> **Selected passage**
★ ★ ★

[QUANTIZATION][PYTORCH] Suitable pytorch api setting for relay quantization

I’m going to use pytorch frontend to parse a pytorch model and quantize the model. However, It’s not clear for me, how should I set the pytorch quantization API to get same arithmetic results as Relay.

For example, if I set the QConfig API as below, and convert the model to a quantized one, will Relay output same results as the quantized pytorch model?

my_qconfig = QConfig(activation=FakeQuantize.with_args(observer=MovingAverageMinMaxObserver,
                                                            quant_min=0,
                                                            quant_max=255,
                                                            reduce_range=True),
                     weight=FakeQuantize.with_args(observer=MovingAveragePerChannelMinMaxObserver,
                                                               quant_min=0,
                                                               quant_max=255,
                                                               dtype=torch.quint8,
                                                               qscheme=torch.per_channel_symmetric,
                                                               reduce_range=False,
                                                               ch_axis=0))

★ ★ ★

> **Raw records**
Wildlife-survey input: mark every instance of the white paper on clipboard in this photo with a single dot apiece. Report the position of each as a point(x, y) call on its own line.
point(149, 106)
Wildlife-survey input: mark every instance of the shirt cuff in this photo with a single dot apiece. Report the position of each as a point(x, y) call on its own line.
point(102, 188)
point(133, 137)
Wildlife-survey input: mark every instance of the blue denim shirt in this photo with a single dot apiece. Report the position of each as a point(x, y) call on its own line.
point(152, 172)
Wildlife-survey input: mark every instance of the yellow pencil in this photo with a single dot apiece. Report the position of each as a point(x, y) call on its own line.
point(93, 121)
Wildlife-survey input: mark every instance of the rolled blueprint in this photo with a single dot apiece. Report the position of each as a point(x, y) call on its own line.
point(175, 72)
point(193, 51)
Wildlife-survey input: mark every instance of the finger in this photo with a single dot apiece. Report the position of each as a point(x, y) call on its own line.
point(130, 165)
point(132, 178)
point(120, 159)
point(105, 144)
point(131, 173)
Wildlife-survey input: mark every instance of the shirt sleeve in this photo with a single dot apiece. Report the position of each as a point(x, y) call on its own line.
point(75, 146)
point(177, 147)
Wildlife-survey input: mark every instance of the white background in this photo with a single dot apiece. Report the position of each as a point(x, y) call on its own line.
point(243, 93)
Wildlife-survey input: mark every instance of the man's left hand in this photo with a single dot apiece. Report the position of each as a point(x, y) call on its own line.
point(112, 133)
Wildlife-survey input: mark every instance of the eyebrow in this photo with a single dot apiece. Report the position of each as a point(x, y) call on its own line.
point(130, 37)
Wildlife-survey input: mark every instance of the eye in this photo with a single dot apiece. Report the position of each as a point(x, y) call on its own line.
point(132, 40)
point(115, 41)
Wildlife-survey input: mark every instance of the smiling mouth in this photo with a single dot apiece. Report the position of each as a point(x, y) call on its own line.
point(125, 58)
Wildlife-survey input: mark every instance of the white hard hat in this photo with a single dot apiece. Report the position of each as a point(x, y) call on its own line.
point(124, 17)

★ ★ ★

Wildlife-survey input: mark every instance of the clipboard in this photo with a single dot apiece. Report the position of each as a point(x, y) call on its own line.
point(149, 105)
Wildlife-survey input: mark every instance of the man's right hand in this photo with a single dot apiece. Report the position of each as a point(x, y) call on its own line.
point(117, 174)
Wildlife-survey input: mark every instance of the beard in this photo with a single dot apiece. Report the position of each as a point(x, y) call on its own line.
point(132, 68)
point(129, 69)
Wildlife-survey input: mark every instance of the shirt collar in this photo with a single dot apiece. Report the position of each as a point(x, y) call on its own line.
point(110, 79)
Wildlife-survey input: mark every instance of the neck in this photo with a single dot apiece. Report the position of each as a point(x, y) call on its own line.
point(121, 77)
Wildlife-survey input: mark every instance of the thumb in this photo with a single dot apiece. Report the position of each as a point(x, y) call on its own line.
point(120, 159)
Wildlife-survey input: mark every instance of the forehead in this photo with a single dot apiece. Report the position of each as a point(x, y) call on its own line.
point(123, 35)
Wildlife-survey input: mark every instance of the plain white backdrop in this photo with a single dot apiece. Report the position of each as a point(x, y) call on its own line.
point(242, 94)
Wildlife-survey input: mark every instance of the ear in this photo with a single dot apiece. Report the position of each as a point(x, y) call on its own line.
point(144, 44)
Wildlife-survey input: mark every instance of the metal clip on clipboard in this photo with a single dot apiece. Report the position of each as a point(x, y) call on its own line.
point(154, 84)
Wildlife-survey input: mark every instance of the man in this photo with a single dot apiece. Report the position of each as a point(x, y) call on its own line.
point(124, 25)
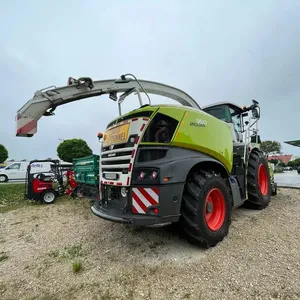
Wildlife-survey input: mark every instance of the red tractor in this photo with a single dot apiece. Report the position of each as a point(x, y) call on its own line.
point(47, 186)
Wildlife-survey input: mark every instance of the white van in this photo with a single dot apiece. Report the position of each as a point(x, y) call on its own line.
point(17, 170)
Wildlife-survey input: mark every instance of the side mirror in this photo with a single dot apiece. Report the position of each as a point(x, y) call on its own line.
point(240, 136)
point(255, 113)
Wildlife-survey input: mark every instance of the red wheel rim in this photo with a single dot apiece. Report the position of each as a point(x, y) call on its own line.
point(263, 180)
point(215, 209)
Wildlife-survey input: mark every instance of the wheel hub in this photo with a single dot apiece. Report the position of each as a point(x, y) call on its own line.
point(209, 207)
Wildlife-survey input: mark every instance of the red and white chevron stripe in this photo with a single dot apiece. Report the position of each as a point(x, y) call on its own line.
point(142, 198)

★ ★ ★

> **What needs to be done**
Please translate this sentence from the forum post on PyTorch quantization settings for Relay into Spanish: "I’m going to use pytorch frontend to parse a pytorch model and quantize the model."

> **The reply**
Voy a usar el frontend de pytorch para analizar un modelo de pytorch y cuantizar el modelo.